Trecho do texto:

No último Festival de Gramado, em sua 52ª edição, o filme de abertura foi Retratos Fantasmas, quinto longa de Kleber Mendonça Filho (devemos considerar Crítico [2008] o primeiro, por mais modesto que seja). O filme estreou logo em seguida no circuito comercial brasileiro, iniciando a mesma onda de aprovação (grande) e rejeição (diminuta) dos longas anteriores do diretor.

O cineasta pernambucano tem sido um marqueteiro com habilidade, angariando admiradores de mancheia, o que não é necessariamente ruim, mas atrai tanto as detestáveis adesões automáticas da turma do “não vi e já adorei” quanto seu inverso nefasto, daqueles que já veem seus filmes de má vontade (não me refiro aos que o detestam pelas manifestações políticas, pois esses estão abaixo da crítica).

O lado bom é que KMF, como se tornou conhecido, tem percorrido cidades em pré-estreias para discutir seu rebento com plateias, empolgadas ou não, de norte a sul. Nesses debates pode haver algum atrito, alguma pressão no artista que valorizaria a relação com o público.

O filme é dividido em três partes interligadas por uma espinha dorsal arriscada, que alguns têm chamado de narcisista: a relação do cineasta com as transformações brutais de sua cidade, Recife, e com as salas de cinema que o formaram. Na primeira parte, KMF nos mostra como o apartamento onde morou por mais de 40 anos foi usado em vários de seus filmes, notadamente no curta Eletrodoméstica (2005) e no longa O Som ao Redor (2012).

Narcisista ou não – e devo avisar que não tenho o menor problema com esse tipo de coisa, pois creio que um cineasta tem todo o direito de falar na primeira pessoa, assim como nós, críticos – essa primeira parte é mais fraca, e me pareceu até um pouco preguiçosa. A opção pela ligação do lugar com a decadência da cidade, passando pela morte do cão da vizinha e pela necessidade de colocar arame farpado nos muros, pareceu-me um tanto forçada. Tem ainda uma certa simplicidade de olhar que me lembrou No Intenso Agora (2017), de João Moreira Salles, o que é estranho vindo de alguém tão estratégico como KMF.

Na segunda parte, o longa melhora. Temos um passeio memorialista pelas salas de cinema que o cineasta frequentava em sua juventude, ou mesmo em sua maturidade. Espaços como Moderno, Art Palácio e Trianon deixaram de existir há muito tempo. Kleber flagra seus momentos de glória, a arquitetura imponente, o ideal nazista por trás do Art Palácio (arquitetado, por ironia, pelo judeu Rino Levi) e os dirigíveis alemães que vinham junto dessa aproximação.

Tarefa 1: Reproduza fielmente o trecho da crítica sobre Retratos Fantasmas que começa em "O cineasta pernambucano" e segue até "abaixo da crítica).".
Os registros não têm relação alguma com o texto.

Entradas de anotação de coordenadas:
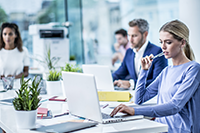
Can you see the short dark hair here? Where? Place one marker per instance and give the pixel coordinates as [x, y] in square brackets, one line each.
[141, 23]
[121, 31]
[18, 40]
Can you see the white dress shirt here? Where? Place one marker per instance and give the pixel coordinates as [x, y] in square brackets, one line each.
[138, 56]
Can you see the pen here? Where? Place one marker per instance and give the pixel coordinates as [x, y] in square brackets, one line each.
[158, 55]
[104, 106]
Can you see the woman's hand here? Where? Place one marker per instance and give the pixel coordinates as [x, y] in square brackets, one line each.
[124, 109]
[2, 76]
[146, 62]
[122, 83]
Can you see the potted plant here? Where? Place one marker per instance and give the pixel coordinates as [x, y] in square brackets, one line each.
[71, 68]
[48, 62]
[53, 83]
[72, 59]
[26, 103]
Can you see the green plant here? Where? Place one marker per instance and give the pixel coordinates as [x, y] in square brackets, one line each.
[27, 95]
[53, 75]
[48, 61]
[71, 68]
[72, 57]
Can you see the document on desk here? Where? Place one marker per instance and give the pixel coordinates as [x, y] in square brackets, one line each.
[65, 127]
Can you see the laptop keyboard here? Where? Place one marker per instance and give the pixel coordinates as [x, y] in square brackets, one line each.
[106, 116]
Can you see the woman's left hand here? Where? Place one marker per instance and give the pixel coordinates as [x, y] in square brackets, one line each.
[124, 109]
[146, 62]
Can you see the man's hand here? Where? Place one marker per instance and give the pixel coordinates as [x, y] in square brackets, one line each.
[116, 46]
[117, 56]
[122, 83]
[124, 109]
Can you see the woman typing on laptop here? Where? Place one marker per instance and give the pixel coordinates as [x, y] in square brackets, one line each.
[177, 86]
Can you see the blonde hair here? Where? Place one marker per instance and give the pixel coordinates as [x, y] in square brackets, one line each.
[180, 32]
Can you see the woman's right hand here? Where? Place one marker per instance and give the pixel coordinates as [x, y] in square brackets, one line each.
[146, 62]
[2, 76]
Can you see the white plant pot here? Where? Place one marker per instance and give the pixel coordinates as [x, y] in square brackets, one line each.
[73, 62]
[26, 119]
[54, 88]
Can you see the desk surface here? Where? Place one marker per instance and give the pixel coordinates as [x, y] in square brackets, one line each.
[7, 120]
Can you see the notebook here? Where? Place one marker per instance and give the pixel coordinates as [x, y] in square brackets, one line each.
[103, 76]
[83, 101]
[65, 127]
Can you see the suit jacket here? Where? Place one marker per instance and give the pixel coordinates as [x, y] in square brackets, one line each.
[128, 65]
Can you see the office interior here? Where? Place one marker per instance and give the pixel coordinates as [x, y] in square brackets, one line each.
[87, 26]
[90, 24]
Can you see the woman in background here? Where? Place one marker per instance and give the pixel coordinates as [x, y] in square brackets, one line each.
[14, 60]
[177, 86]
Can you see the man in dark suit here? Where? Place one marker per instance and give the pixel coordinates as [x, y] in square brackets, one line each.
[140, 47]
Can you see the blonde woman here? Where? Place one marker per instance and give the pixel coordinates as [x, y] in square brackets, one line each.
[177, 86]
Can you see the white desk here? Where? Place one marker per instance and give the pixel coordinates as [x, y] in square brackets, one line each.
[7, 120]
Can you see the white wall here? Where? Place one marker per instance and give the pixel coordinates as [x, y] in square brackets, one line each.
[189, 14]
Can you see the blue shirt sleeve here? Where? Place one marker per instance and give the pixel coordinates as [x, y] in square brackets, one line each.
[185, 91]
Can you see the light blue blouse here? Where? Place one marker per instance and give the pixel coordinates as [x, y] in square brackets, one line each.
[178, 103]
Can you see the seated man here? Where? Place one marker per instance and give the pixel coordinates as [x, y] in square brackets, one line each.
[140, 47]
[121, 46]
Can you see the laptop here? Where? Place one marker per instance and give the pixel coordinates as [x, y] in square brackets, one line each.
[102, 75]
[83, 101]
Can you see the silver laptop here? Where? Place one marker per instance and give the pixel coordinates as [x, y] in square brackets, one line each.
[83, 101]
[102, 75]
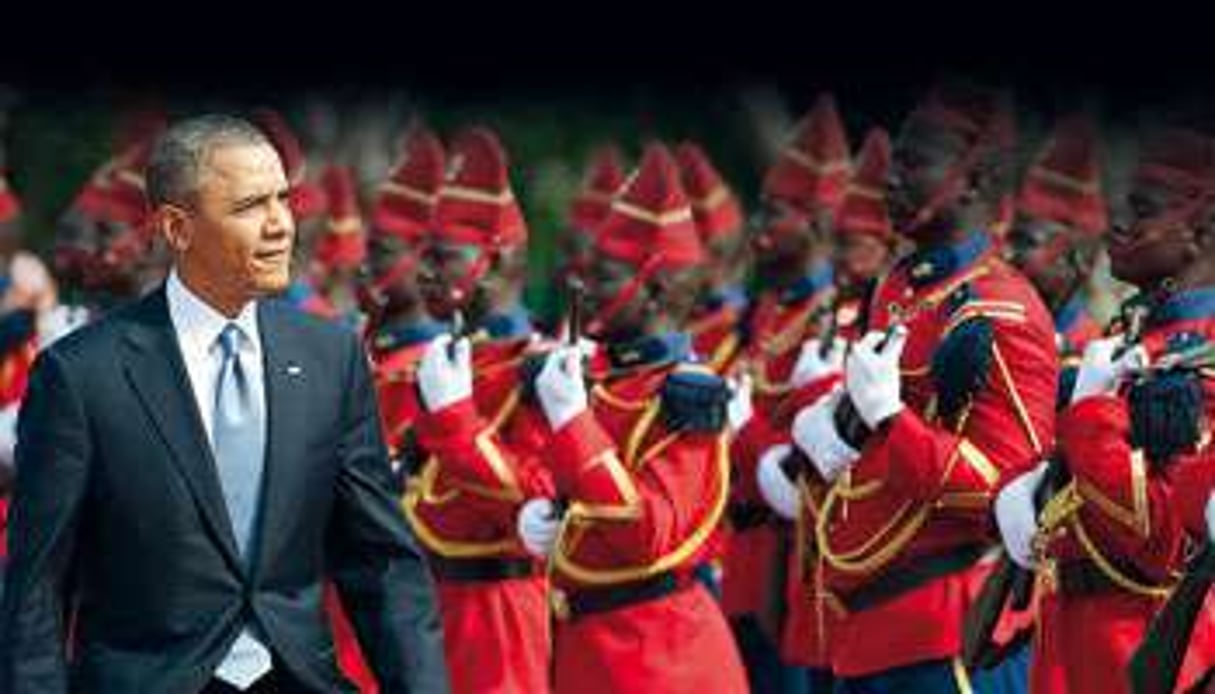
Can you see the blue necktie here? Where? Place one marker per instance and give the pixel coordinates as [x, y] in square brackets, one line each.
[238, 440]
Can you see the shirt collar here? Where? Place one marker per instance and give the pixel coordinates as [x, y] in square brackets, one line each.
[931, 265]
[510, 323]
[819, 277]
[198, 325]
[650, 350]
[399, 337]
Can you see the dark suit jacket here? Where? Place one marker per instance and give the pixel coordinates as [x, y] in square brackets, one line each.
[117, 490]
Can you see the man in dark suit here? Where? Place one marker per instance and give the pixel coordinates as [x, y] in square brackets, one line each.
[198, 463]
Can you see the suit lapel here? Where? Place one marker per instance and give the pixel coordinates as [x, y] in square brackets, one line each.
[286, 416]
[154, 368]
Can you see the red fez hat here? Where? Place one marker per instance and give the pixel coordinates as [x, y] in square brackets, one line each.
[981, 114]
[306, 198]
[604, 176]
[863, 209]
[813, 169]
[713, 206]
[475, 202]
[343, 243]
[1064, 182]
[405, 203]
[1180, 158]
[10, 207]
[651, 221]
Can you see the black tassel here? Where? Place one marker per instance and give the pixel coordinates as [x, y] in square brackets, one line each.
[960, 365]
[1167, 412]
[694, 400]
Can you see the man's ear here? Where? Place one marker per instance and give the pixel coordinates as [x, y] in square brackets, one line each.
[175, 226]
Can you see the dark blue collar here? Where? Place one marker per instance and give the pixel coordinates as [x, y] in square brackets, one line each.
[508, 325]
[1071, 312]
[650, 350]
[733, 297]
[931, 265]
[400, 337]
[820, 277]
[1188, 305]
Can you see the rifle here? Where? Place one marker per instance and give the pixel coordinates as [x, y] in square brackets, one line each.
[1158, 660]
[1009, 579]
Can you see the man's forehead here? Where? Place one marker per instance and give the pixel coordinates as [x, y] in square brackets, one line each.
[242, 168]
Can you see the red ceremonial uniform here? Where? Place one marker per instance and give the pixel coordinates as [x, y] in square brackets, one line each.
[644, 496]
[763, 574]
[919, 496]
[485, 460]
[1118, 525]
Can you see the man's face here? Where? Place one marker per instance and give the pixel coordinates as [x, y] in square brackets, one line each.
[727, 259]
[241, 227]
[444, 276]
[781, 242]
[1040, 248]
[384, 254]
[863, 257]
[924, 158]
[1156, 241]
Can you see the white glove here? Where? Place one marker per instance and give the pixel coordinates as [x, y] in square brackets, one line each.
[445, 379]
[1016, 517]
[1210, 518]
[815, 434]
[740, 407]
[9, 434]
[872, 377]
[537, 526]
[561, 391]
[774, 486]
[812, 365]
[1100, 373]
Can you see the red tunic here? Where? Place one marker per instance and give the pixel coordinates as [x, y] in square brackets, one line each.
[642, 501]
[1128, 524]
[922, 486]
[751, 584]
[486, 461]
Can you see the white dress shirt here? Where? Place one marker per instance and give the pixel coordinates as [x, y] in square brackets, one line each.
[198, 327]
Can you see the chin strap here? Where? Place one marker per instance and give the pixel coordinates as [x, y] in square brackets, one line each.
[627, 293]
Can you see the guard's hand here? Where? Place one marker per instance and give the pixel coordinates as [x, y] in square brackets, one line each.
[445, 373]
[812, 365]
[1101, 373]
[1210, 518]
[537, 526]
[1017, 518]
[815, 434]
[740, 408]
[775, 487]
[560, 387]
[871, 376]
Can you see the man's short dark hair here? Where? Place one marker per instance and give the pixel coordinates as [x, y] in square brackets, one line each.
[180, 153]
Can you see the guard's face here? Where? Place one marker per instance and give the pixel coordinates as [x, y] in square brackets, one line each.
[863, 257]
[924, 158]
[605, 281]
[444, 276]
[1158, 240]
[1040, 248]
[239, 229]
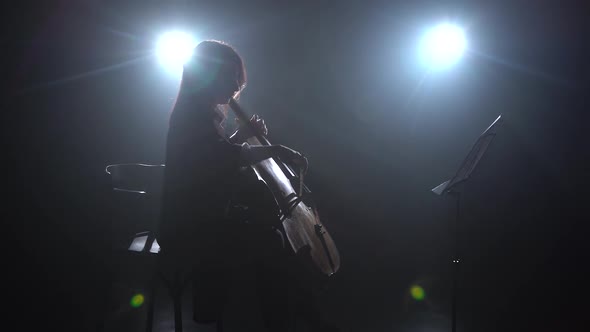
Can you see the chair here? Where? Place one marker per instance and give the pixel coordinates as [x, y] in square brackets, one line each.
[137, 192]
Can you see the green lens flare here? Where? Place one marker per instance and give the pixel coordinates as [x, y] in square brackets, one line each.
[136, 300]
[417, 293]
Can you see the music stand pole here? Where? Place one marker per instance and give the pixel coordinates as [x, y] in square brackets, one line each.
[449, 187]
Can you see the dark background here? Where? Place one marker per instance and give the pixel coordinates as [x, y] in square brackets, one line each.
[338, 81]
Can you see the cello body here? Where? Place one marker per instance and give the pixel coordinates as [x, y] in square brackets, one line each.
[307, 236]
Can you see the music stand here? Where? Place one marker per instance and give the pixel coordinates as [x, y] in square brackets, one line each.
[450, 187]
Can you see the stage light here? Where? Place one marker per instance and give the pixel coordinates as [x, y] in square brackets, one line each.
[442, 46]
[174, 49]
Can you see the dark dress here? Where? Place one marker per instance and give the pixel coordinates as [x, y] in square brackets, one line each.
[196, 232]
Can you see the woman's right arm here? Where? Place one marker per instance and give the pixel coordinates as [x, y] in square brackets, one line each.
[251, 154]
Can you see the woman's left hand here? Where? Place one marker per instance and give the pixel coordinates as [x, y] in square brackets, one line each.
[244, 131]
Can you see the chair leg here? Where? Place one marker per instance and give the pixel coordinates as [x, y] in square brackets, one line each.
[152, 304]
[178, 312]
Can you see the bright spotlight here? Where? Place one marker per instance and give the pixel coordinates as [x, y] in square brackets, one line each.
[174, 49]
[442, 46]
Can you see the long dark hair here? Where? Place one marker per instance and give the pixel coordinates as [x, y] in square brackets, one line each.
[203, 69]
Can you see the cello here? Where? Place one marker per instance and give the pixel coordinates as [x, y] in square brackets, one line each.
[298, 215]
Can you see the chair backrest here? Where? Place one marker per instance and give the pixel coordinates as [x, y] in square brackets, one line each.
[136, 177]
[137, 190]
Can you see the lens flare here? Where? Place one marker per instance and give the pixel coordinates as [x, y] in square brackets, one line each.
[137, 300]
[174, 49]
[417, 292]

Tarefa 2: Organize em uma tabela Markdown, com as colunas Número e Linha do registro, as linhas dos registros que começam na linha com "Can you see the dark blue" e seguem até a linha com "[1188, 305]". Deixe de fora as linhas em branco.

Resposta completa 1:
O cineasta pernambucano tem sido um marqueteiro com habilidade, angariando admiradores de mancheia, o que não é necessariamente ruim, mas atrai tanto as detestáveis adesões automáticas da turma do “não vi e já adorei” quanto seu inverso nefasto, daqueles que já veem seus filmes de má vontade (não me refiro aos que o detestam pelas manifestações políticas, pois esses estão abaixo da crítica).

Resposta completa 2:
| Número | Linha do registro |
|---|---|
| 1 | Can you see the dark blue collar here? Where? Place one marker per instance and give the pixel coordinates as [x, y] in square brackets, one line each. |
| 2 | [508, 325] |
| 3 | [1071, 312] |
| 4 | [650, 350] |
| 5 | [733, 297] |
| 6 | [931, 265] |
| 7 | [400, 337] |
| 8 | [820, 277] |
| 9 | [1188, 305] |